> [Given problem A]: Reproduce every line of the entries that follow the film review below, without changing anything, and leave the pictures out.

Ever problematic is the Holocaust drama, which, given the immensity of the evil of the Nazi agenda, generally trivializes the horror. At the same time, artists will, and should, continue to explore, with intelligence and concern, that terrible episode of history. On that note, Laszlo Nemes has created a marvel with “Son of Saul.”
Nemes takes us not just behind the barbed wire but right to the door of the gas chambers at Auschwitz in this exceptional feature debut. Using a storytelling method that initially seems gimmicky but ultimately feels essential, he presents the 1944-set drama almost entirely through the eyes and ears of one character.
Saul (Geza Rohrig) is a Hungarian member of the Sonderkommando, the unit forced do the Nazis’ most horrible dirty work. This includes ushering other Jews into the “showers,” burning the bodies and disposing of the ashes. The camera tracks Saul in constant close-up as he performs his duties with the shell-shocked expression of a man whose survival hinges on his suppression of his ability to feel.

> [Available records]:
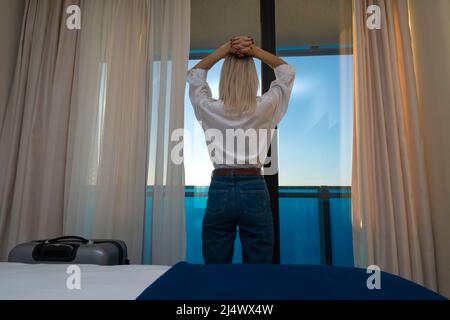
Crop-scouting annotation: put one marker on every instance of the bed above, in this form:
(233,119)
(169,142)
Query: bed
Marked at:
(278,282)
(48,281)
(186,281)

> [Given problem B]: Give the film review again between "Nemes takes us" and "ability to feel.", inclusive, substituting "narrative technique" for "storytelling method".

> [Written reply A]:
Crop-scouting annotation: put one marker on every instance of the bed above, in this form:
(233,119)
(169,142)
Query: bed
Marked at:
(278,282)
(48,281)
(186,281)

> [Written reply B]:
Nemes takes us not just behind the barbed wire but right to the door of the gas chambers at Auschwitz in this exceptional feature debut. Using a narrative technique that initially seems gimmicky but ultimately feels essential, he presents the 1944-set drama almost entirely through the eyes and ears of one character.
Saul (Geza Rohrig) is a Hungarian member of the Sonderkommando, the unit forced do the Nazis’ most horrible dirty work. This includes ushering other Jews into the “showers,” burning the bodies and disposing of the ashes. The camera tracks Saul in constant close-up as he performs his duties with the shell-shocked expression of a man whose survival hinges on his suppression of his ability to feel.